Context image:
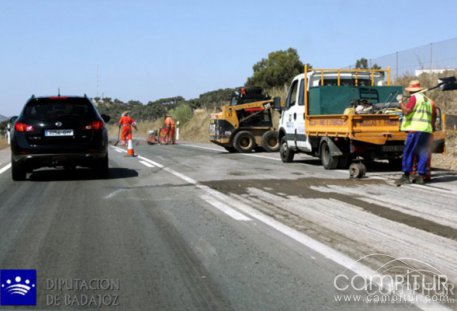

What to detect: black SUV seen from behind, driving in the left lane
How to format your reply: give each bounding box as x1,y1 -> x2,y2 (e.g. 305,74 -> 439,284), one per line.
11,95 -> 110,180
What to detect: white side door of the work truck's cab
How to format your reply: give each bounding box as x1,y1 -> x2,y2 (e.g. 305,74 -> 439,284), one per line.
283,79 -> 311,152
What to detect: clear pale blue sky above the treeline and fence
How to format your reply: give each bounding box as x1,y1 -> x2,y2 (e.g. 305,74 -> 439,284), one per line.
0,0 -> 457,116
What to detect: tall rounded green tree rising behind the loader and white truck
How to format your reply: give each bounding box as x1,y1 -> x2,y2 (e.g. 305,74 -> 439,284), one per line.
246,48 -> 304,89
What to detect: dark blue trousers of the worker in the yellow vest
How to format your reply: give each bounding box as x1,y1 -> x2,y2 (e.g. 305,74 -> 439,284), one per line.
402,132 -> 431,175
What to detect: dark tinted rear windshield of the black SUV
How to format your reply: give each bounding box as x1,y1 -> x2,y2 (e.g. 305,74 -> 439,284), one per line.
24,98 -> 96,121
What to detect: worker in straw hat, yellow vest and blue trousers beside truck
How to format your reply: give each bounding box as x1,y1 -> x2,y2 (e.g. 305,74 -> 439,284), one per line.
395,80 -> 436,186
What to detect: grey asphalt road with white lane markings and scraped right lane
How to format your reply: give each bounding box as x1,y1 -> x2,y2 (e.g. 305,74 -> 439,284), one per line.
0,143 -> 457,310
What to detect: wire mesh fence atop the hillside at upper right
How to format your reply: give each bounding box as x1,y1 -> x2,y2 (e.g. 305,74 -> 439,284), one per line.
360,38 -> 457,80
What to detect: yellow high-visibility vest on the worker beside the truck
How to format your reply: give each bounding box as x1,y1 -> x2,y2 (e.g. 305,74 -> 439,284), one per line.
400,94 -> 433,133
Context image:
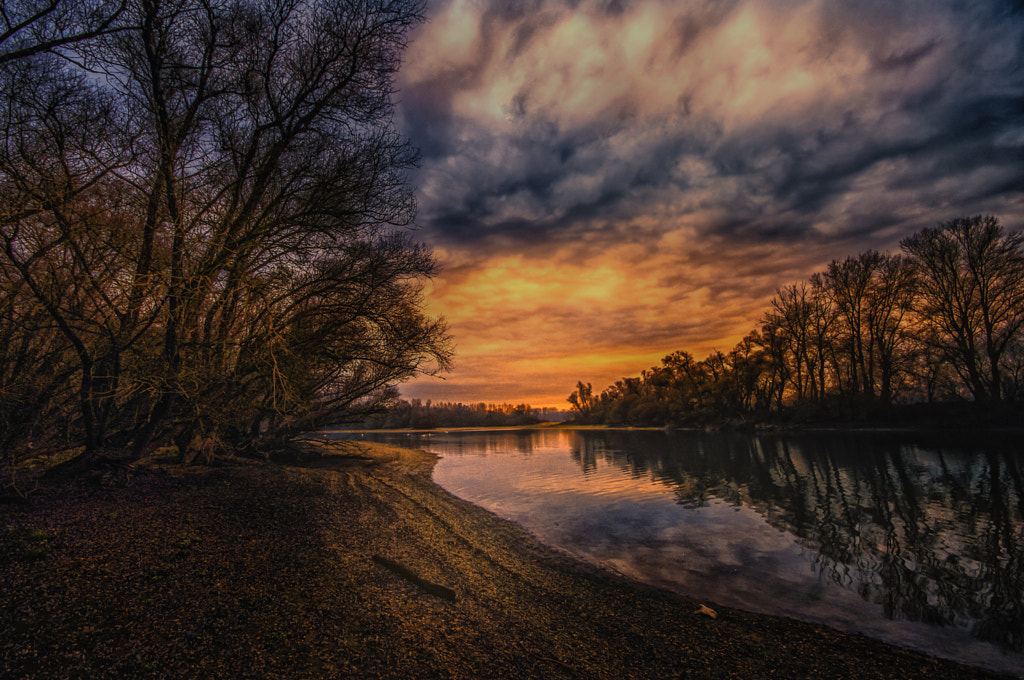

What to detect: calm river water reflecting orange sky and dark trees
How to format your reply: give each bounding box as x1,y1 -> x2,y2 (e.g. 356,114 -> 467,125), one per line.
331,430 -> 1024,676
==
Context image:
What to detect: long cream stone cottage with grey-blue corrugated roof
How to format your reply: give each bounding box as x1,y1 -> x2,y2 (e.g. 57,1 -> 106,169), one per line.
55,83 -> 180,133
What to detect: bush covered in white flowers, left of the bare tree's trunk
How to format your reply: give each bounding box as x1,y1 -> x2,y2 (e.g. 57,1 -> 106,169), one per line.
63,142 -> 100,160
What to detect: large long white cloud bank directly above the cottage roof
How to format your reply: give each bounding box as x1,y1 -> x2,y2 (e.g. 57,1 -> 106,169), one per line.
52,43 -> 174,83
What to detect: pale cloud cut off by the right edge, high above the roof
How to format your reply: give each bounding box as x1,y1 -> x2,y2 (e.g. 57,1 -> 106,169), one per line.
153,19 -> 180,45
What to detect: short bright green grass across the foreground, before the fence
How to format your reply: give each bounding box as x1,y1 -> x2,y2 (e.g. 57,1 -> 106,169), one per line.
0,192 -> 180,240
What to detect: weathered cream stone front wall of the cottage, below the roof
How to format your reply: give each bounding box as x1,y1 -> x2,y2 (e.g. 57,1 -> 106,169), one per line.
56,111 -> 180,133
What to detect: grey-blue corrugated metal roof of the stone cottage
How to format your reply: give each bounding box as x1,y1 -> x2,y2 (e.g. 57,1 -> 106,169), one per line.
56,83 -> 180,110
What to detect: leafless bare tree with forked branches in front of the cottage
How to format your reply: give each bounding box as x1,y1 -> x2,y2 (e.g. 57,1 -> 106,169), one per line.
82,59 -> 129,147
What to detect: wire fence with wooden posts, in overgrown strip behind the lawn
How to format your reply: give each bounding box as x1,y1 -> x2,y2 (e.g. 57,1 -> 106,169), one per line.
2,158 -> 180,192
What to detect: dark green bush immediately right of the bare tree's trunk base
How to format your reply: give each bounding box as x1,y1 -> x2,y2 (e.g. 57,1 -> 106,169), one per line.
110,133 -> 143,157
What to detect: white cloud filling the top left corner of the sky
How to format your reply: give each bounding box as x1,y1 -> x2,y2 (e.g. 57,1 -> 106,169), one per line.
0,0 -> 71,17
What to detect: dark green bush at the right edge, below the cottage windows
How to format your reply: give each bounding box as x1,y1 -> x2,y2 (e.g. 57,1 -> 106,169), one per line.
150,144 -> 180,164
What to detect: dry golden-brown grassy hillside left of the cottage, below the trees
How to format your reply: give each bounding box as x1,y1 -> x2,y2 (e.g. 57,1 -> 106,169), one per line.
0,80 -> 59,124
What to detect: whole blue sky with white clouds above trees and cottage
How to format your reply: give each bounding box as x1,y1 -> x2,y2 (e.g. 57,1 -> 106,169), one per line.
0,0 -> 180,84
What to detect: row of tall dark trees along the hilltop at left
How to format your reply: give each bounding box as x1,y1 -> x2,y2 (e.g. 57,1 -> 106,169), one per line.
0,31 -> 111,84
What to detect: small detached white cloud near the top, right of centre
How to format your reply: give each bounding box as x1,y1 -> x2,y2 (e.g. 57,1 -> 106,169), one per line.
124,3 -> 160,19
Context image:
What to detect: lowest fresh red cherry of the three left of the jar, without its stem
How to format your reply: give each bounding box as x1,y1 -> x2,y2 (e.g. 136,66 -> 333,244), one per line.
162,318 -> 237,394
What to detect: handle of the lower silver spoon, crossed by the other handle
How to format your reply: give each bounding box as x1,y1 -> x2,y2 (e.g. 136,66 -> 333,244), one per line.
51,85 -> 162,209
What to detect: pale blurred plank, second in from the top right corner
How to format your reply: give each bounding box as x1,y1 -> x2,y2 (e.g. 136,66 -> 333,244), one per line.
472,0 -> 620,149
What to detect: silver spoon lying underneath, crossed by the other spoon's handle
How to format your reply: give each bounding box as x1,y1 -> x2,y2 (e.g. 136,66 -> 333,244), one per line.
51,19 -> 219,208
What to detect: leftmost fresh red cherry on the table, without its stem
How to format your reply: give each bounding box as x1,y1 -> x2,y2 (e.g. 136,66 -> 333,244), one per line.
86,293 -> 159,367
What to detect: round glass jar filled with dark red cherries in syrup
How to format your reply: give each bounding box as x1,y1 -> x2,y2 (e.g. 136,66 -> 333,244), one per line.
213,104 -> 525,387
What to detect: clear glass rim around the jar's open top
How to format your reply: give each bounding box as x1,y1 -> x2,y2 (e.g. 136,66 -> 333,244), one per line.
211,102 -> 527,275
...
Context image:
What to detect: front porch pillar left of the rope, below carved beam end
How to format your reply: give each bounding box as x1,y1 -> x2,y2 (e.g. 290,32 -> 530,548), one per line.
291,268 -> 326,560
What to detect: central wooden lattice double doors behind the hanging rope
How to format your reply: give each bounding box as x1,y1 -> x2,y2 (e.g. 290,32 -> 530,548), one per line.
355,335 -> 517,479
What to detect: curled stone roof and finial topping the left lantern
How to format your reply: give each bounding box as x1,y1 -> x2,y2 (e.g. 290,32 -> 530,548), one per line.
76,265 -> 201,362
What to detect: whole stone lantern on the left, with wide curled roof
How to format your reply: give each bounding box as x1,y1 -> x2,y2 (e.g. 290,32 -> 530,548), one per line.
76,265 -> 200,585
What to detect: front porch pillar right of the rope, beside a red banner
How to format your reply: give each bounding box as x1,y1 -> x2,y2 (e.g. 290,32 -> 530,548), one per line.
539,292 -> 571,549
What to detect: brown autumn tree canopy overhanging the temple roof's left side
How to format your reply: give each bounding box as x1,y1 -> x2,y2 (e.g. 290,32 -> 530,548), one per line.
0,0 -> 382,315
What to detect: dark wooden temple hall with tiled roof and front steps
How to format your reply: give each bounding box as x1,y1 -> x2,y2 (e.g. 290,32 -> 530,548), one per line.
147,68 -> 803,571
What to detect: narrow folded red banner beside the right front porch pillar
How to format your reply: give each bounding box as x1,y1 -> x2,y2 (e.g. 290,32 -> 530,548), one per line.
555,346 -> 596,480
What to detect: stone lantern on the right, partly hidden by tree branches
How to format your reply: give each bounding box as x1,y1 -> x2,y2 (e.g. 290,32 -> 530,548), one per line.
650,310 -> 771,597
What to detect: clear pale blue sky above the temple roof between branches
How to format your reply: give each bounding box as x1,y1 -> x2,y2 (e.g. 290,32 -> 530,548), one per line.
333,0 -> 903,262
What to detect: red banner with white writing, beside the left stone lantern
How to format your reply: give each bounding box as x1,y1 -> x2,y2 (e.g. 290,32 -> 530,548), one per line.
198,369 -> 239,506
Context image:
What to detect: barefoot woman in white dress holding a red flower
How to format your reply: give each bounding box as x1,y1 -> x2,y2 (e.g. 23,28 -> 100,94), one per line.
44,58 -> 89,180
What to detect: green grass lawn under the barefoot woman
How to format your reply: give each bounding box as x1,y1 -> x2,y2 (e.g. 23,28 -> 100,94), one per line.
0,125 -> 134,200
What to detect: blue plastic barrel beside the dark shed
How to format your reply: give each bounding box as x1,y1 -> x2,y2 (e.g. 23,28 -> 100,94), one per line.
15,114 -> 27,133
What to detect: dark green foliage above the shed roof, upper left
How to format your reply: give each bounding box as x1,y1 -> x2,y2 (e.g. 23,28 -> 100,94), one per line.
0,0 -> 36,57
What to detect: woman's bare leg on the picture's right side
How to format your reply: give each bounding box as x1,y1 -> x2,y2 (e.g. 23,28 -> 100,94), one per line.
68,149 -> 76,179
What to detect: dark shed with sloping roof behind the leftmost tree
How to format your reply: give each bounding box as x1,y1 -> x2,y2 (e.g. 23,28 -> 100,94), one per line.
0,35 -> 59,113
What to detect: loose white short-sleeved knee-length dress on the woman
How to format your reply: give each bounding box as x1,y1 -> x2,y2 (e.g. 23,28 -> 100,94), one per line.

▸ TASK REQUIREMENTS
Reproduce each line of the data containing the word "wire".

▸ RESPONSE TO THIS TASK
What to detect: wire mesh fence atop the hillside at upper right
What to detect: wire fence with wooden posts, in overgrown strip behind the lawn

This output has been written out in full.